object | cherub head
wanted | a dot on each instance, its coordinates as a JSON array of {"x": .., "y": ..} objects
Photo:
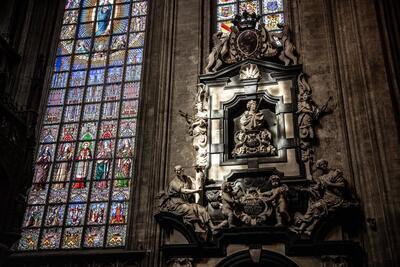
[
  {"x": 251, "y": 105},
  {"x": 275, "y": 180},
  {"x": 179, "y": 170},
  {"x": 322, "y": 164}
]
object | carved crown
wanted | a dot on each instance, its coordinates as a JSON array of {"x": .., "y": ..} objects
[{"x": 246, "y": 20}]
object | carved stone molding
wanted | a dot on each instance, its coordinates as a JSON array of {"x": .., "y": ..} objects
[
  {"x": 180, "y": 262},
  {"x": 249, "y": 71},
  {"x": 334, "y": 261}
]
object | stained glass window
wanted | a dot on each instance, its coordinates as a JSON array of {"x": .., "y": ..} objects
[
  {"x": 84, "y": 163},
  {"x": 271, "y": 11}
]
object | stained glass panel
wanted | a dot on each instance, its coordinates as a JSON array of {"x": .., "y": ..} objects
[
  {"x": 85, "y": 157},
  {"x": 271, "y": 21},
  {"x": 29, "y": 240},
  {"x": 49, "y": 134},
  {"x": 131, "y": 90},
  {"x": 33, "y": 216},
  {"x": 116, "y": 236},
  {"x": 51, "y": 238},
  {"x": 270, "y": 6},
  {"x": 97, "y": 213},
  {"x": 75, "y": 214},
  {"x": 94, "y": 237},
  {"x": 136, "y": 39},
  {"x": 72, "y": 238}
]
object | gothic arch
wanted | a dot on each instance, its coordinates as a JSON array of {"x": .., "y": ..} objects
[{"x": 267, "y": 258}]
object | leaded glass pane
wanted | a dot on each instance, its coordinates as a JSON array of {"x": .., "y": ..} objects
[{"x": 84, "y": 161}]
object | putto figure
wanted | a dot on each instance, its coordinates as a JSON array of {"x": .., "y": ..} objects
[
  {"x": 329, "y": 193},
  {"x": 178, "y": 200},
  {"x": 277, "y": 196}
]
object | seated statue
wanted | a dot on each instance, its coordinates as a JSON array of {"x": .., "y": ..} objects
[
  {"x": 329, "y": 193},
  {"x": 251, "y": 119},
  {"x": 178, "y": 200},
  {"x": 252, "y": 136}
]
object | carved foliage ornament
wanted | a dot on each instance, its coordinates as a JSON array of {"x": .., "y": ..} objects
[
  {"x": 246, "y": 200},
  {"x": 249, "y": 38}
]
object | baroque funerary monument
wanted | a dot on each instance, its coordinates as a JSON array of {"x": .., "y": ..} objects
[{"x": 199, "y": 133}]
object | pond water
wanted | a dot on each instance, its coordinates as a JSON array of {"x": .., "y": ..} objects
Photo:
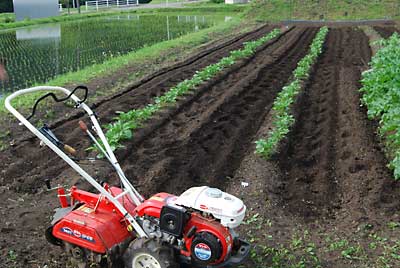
[{"x": 38, "y": 54}]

* * *

Every line of the listing that includes "glass" must be shown.

● Exercise output:
object | stained glass window
object | stained glass panel
object | leaded glass pane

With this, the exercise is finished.